*SELECTED PASSAGE:*
Best Egg, now part of Barclays, is a market-leading, tech-enabled financial platform helping people build financial confidence through innovative lending solutions and financial health tools. They are seeking a Lead Software Engineer II for AI Operations to design, ship, and operate production-grade LLM applications, agents, and automations across the business.
Responsibilities:
- Build and ship LLM apps & agents: Deliver internal copilots and customer/agent-facing automations with clear SLAs, rollbacks, and observability from day one
- Own RAG pipelines: Design ingestion, chunking, embeddings, indexing, hybrid search/rerank, and retrieval evaluation; track retriever quality via offline golden sets and online metrics
- AWS Infrastructure & Orchestration: Design and implement scalable AWS architectures, including AWS AI features such as Bedrock, IAM, knowledge bases, secure secrets and policy enforcement, automated provisioning, and resource-usage governance as core platform capabilities
- Observability & SRE for AI: Add tracing, prompt/agent version lineage, eval dashboards, and regression alerts; establish golden datasets and canary tests
- Guardrails & governance: Enforce PII redaction, safety filters, role-based access, audit logs, and human‑in‑the‑loop review paths to control quality and risk
- CI/CD for AI artifacts: Version and deploy prompts, tools, agents, and retrieval pipelines; support blue/green and shadow deploys with automatic rollback triggers
- Cost & performance: Cut run‑rate spend through caching, truncation, batching, autoscaling, and model routing; establish clear unit economics per workflow
- Developer enablement: Provide templates, SDKs, and high‑quality abstractions that let product teams ship safely without bespoke plumbing; improve developer experience
- Platform integration: Build primarily in Python and Metaflow (Outerbounds); deploy on AWS (Bedrock + core services) and OpenAI; use Cursor in daily workflows; help evaluate and, when appropriate, run on Databricks
- Production posture: Participate in on‑call, author runbooks, and remove single‑thread risk for AI services; drive reliability and resilience akin to ML Ops
Requirements:
- 5–10 years of professional software engineering (or equivalent) with 2+ years building AI/LLM applications
- Portfolio of shipped AI projects (links to code, demos, or case studies)

*EXERCISE PROMPT:* Which techniques does the job posting name for cutting run-rate spend? List every one.

*GIVEN INFORMATION:*
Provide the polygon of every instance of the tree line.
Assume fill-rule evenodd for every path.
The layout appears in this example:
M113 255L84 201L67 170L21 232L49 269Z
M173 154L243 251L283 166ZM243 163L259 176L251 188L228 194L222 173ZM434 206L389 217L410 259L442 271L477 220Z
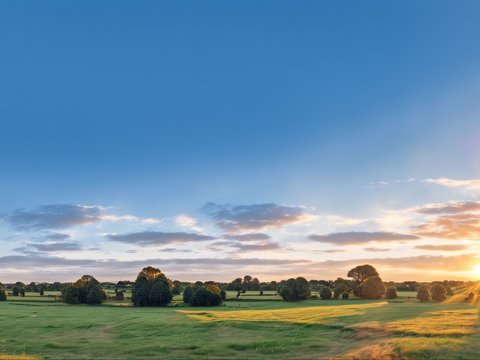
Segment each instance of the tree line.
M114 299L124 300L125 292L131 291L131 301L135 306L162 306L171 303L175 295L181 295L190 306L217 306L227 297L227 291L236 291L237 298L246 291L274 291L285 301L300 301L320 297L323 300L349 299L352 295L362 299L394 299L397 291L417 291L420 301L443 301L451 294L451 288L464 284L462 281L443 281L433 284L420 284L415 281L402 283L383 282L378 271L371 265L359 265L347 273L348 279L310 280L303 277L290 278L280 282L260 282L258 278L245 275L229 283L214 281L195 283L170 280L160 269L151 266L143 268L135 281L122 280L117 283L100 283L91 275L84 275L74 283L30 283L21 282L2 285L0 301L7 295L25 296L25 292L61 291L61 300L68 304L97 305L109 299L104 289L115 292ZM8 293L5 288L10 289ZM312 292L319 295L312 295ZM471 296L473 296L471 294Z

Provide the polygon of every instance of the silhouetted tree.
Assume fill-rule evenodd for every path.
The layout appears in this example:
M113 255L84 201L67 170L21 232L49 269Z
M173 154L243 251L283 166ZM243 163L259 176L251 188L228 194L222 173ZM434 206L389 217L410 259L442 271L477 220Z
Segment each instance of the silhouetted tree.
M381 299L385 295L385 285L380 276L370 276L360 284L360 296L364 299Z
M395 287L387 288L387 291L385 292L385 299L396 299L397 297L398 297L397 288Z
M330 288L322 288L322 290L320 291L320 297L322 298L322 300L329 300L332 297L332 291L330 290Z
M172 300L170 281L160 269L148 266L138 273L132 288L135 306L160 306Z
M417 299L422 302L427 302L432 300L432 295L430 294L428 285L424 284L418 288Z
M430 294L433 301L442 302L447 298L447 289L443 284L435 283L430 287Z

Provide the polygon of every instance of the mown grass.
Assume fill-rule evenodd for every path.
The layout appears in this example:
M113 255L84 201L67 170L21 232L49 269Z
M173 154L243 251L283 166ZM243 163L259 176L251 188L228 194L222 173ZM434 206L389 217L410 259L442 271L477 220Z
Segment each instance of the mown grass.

*EXPECTED ANSWER:* caching, truncation, batching, autoscaling, model routing